=== TEXT SHOWN ===
————————
WASHINGTON -- A bipartisan deal to improve veterans' health care would authorize at least $17 billion to fix the health program scandalized by long patient wait times and falsified records covering up delays, the bill's chief supporters said Monday.
The agreement includes $10 billion in emergency spending to make it easier for veterans who can't get prompt appointments with Veterans Affairs doctors to obtain outside care; $5 billion to hire doctors, nurses and other medical staff; and about $1.5 billion to lease 27 new clinics across the country, the chairmen of the House and Senate Veterans Affairs committees said.
The bill also would expand a scholarship program for veterans to include surviving spouses of military members who died in the line of duty, allow all veterans to qualify for in-state college tuition, and grant the Veterans Affairs secretary authority to immediately fire senior executives, while providing employees with streamlined appeal rights.
The bill "makes certain that we address the immediate crisis of veterans being forced onto long waiting lists for health care," said Sen. Bernie Sanders, I-Vt., chairman of the Senate Veterans Affairs panel. The bill also "strengthens the VA so that it will be able to hire the doctors, nurses and medical personnel it needs so we can permanently put an end to the long waiting lists," Sanders said at a news conference with Rep. Jeff Miller, R-Fla., his House counterpart.
Miller said the bill would "go a long way to resolve the crisis" that is gripping the Department of Veterans Affairs. The agency has been rocked by reports of patients dying while awaiting treatment and mounting evidence that workers falsified or omitted appointment schedules to mask frequent, long delays. The resulting election-year firestorm forced VA Secretary Eric Shinseki to resign in late May.
Sanders and Miller reached agreement on a plan to reform the VA over the weekend after more than six weeks of sometimes testy talks.
————————
=== DATASET ENTRIES ===
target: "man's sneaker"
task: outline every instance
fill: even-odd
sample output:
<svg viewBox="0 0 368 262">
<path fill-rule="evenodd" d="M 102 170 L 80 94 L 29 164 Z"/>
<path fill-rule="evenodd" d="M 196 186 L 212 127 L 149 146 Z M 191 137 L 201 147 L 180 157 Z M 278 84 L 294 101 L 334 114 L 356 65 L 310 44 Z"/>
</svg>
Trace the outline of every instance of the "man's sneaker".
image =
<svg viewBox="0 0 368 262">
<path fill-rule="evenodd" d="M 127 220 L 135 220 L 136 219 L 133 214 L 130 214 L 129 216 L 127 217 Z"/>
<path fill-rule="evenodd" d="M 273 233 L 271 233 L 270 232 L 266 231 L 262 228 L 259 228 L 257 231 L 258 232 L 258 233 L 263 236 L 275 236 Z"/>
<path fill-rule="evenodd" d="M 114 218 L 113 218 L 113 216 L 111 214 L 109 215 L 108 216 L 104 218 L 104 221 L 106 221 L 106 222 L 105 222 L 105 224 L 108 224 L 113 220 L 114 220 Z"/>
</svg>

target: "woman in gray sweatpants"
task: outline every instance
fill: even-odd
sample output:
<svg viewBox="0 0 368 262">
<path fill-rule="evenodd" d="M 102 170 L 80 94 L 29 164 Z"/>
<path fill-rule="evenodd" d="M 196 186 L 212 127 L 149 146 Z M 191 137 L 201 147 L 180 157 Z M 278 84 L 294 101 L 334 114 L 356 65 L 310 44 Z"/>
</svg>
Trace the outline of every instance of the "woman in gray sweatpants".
————————
=== TASKS ===
1. In the article on the veterans' health care deal, how many new clinics would the agreement lease across the country?
2. Carry on the article on the veterans' health care deal from its last sentence.

=== TASK-BY-TASK OUTPUTS ===
1. 27

2.
The compromise measure would require the VA to pay private doctors to treat qualifying veterans who can't get prompt appointments at the VA's nearly 1,000 hospitals and outpatient clinics, or those who live at least 40 miles from one of them. The bill would limit the number of veterans who can get outside care by restricting it to those who are enrolled as of Friday.
The proposed restrictions are important in controlling costs for the program. Congressional budget analysts had projected that tens of thousands of veterans who currently are not treated by the VA would likely seek VA care if they could see a private doctor paid for by the government.
The deal requires a vote by a conference committee of House and Senate negotiators, and votes in the full House and Senate.
White House press secretary Josh Earnest said President Barack Obama welcomes the bipartisan deal. "There are much-needed reforms that need to be implemented" at the VA, Earnest said.
The White House is especially pleased that the bill includes emergency spending "to provide VA the additional resources necessary to deliver timely, high-quality care to veterans through a strengthened VA system," Earnest said.
An updated audit by the VA this month showed that about 10 percent of veterans seeking medical care at VA hospitals and clinics still have to wait at least 30 days for an appointment. About 46,000 veterans have had to wait at least three months for initial appointments, the report said, and an additional 7,000 veterans who asked for appointments over the past decade never got them.
Acting VA Secretary Sloan Gibson has said the VA is making improvements, but said veterans in many communities still are waiting too long to receive needed care. The VA provides health care to nearly 9 million enrolled veterans.
The House and Senate are set to adjourn at the end of the week until early September, and lawmakers from both parties have said completing a bill on veterans' health care is a top priority.
The Senate is expected to vote this week to confirm former Procter & Gamble CEO Robert McDonald as the new VA secretary, replacing Gibson.